(Saved entries)

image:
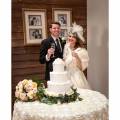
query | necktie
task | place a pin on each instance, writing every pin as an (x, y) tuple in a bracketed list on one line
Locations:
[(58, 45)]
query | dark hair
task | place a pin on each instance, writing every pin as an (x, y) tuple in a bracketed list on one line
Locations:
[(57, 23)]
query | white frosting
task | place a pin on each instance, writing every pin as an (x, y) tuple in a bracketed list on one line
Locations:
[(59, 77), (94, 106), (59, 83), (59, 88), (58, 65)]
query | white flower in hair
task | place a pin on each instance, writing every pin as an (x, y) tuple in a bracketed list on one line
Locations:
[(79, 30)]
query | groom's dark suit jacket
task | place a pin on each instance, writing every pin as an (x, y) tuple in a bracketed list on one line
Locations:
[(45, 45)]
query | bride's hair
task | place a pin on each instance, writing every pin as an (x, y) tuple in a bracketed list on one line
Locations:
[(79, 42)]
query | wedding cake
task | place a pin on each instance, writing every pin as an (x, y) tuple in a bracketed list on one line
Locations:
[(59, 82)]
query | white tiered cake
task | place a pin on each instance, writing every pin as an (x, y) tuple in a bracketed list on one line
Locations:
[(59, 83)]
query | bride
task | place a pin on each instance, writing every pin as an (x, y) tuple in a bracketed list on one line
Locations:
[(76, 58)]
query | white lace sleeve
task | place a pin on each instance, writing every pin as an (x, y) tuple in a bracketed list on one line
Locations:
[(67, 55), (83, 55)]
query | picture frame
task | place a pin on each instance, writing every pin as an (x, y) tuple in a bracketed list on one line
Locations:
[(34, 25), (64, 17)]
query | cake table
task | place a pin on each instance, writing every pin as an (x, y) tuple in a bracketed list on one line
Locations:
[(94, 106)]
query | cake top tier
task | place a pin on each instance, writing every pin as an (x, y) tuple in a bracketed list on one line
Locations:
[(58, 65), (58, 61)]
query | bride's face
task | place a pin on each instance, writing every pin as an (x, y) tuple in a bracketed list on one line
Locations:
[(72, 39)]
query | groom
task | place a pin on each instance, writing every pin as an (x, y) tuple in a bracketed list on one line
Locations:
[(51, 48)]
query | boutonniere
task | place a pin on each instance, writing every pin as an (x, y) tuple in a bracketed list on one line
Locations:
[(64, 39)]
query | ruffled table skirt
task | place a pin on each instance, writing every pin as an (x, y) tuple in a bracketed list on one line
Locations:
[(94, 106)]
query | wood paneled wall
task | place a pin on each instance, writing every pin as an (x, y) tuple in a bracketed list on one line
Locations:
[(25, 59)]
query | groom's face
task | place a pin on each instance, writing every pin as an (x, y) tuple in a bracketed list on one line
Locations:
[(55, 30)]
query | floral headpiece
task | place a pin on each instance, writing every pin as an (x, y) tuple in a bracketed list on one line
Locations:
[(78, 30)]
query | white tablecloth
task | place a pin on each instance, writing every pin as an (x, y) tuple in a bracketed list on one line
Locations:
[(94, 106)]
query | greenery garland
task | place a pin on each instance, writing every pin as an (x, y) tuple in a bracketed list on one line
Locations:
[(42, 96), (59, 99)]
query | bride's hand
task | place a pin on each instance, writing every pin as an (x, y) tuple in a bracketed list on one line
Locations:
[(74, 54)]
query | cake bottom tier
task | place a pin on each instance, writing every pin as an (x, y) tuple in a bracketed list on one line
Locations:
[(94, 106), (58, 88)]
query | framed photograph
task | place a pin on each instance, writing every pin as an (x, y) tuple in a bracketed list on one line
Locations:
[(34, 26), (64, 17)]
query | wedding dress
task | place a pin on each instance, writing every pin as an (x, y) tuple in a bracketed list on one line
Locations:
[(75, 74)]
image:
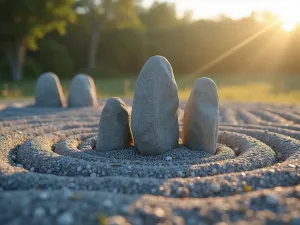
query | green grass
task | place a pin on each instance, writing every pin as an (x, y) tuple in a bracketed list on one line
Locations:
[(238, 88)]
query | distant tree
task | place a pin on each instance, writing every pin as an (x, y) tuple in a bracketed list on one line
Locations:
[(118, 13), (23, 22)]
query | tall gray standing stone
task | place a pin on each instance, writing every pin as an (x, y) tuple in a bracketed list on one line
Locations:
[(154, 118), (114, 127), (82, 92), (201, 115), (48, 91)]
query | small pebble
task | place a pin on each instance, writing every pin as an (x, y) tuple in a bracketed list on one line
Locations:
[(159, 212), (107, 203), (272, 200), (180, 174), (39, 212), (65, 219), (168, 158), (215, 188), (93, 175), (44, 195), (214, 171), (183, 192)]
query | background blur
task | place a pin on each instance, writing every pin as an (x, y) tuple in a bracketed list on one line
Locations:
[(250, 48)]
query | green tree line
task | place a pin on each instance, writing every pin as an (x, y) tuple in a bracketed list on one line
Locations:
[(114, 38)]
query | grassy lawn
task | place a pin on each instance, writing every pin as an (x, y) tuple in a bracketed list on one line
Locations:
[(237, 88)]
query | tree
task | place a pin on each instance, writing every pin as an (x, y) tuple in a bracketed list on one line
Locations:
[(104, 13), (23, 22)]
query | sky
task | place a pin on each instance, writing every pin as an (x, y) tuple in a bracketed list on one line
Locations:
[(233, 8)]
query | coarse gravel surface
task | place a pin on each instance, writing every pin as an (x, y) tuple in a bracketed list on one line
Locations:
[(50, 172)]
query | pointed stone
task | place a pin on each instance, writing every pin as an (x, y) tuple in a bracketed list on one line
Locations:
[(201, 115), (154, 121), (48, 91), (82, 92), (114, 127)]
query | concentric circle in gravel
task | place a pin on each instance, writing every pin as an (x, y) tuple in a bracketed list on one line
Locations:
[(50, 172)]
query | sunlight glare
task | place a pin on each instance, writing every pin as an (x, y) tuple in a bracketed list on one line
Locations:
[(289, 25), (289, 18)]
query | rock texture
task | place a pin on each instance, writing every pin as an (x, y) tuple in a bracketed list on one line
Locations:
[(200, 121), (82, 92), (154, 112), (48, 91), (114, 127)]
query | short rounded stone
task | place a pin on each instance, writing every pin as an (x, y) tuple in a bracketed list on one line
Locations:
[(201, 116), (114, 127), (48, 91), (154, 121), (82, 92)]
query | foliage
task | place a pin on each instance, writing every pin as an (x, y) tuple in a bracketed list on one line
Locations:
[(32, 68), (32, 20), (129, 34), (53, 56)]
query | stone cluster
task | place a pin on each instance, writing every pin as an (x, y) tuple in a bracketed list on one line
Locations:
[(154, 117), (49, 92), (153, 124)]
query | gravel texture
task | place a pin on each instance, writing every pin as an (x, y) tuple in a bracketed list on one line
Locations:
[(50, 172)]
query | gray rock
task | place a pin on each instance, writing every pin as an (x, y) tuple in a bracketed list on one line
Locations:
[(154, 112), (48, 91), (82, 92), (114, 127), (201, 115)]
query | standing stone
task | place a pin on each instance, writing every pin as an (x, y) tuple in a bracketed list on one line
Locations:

Required work:
Lines that contain "standing" are the result; find them in the entries above and copy each one.

Exercise output:
query | tall gray standing stone
query | standing stone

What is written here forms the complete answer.